> _WHAT TO WORK ON_
Restate the records below word for word.
____
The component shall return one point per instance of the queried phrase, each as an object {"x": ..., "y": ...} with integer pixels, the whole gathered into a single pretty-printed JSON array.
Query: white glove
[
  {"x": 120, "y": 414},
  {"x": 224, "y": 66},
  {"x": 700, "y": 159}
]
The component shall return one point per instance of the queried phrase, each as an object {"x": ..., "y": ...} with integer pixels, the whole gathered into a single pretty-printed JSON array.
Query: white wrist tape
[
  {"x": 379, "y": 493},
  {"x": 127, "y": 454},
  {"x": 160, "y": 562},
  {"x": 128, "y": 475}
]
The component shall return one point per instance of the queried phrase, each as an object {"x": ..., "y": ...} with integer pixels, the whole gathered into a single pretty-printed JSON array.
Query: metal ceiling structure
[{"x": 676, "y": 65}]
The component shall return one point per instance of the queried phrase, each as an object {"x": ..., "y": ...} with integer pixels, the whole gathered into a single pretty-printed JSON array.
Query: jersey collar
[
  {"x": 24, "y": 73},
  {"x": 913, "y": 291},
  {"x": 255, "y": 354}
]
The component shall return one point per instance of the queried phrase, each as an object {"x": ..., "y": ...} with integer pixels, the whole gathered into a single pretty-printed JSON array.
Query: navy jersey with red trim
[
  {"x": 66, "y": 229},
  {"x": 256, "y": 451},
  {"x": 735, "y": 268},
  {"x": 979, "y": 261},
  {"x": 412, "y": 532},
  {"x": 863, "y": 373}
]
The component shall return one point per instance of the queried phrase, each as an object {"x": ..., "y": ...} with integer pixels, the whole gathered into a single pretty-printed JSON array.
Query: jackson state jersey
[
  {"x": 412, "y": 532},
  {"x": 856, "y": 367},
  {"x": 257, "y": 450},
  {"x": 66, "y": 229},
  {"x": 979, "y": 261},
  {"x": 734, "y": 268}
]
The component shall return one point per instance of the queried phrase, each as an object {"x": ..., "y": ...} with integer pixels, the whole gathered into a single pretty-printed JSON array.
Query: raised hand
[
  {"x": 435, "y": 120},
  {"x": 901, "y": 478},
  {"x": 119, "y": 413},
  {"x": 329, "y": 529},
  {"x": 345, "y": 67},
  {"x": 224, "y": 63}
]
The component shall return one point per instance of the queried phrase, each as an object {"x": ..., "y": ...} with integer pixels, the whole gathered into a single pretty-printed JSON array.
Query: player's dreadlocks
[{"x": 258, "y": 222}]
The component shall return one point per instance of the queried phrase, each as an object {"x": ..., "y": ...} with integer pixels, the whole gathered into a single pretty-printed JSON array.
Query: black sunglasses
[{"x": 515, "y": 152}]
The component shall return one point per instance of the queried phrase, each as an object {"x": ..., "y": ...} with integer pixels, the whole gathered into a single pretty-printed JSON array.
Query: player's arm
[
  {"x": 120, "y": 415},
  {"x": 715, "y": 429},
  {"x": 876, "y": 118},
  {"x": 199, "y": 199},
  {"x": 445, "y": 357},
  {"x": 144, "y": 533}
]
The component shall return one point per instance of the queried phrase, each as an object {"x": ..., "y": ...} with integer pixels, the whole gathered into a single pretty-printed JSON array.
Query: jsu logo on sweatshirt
____
> _TASK RESPONSE_
The component shall return one point per instance of the queried phrase, each as an object {"x": ..., "y": ...} with integer pixels, the whole gathered into a single pretty-printed JSON array.
Query: white glove
[
  {"x": 120, "y": 414},
  {"x": 224, "y": 66},
  {"x": 700, "y": 159}
]
The component shall return one point per instance of the queried phrase, each as an object {"x": ..., "y": ...} with integer pixels, the whole gathered into a single pretty-printed JSON array.
Query: white wrist tape
[
  {"x": 379, "y": 493},
  {"x": 127, "y": 454},
  {"x": 160, "y": 562},
  {"x": 128, "y": 475}
]
The component shall return one point per instance of the queried phrase, each as an object {"x": ..., "y": ...} with integer pixels, the whole gathered into a single pretty-printed JSON array.
Query: metal ceiling structure
[{"x": 676, "y": 65}]
The component shall return one point per instance of the queried phrase, each as an object {"x": ..., "y": ...} with integer pixels, the whole gathered into a single pretty-printed JSON array.
Query: jersey collar
[
  {"x": 24, "y": 73},
  {"x": 913, "y": 291},
  {"x": 255, "y": 354}
]
The component shall return one point per instance of the queried phrase, each as an object {"x": ..., "y": ...} with integer pixels, the whole gathered into a single pretty-printed JSON array.
Query: navy jersey with red trim
[
  {"x": 66, "y": 229},
  {"x": 256, "y": 451},
  {"x": 735, "y": 268},
  {"x": 979, "y": 261},
  {"x": 412, "y": 532},
  {"x": 863, "y": 373}
]
The component shall return one point per instance of the queried phrase, each as an object {"x": ..., "y": ...} with integer pixels, the whole gathered into a single pretty-printed JSON array.
Query: jackson state jersey
[
  {"x": 412, "y": 532},
  {"x": 856, "y": 367},
  {"x": 257, "y": 450},
  {"x": 66, "y": 229},
  {"x": 979, "y": 261},
  {"x": 734, "y": 268}
]
The component shall return one point per instance of the queried phrase, each as an object {"x": ..., "y": ...} with integer pixels, the whole gathered into a single pretty-printed JSON array.
Query: raised hand
[
  {"x": 435, "y": 120},
  {"x": 901, "y": 478},
  {"x": 119, "y": 413},
  {"x": 329, "y": 529},
  {"x": 345, "y": 67},
  {"x": 224, "y": 63}
]
The component shall return one point per instance of the queried phrase, each as an object {"x": ..., "y": ...} with integer pixels, the whole gathered into a single pretty-printed JSON array.
Query: player's dreadlocks
[{"x": 258, "y": 222}]
The component shall return one point per instance of the queried phrase, each as an object {"x": ..., "y": ...} with integer pixels, the whole gathered into a single pretty-printed JSON array.
Query: black sunglasses
[{"x": 515, "y": 152}]
The component shall return one point per instance of the queried phrase, each as an object {"x": ..., "y": ...} with integer pixels, the whole gathered into a single pretty-printed JSON array.
Query: player's arm
[
  {"x": 120, "y": 415},
  {"x": 715, "y": 429},
  {"x": 876, "y": 118},
  {"x": 199, "y": 199},
  {"x": 445, "y": 357},
  {"x": 144, "y": 533}
]
The component shall return one point per instance of the queried phrase, each as an object {"x": ..., "y": ...} with integer pixels, the whole gathered into a single pretty-printed JSON array.
Query: jsu logo on sweatshirt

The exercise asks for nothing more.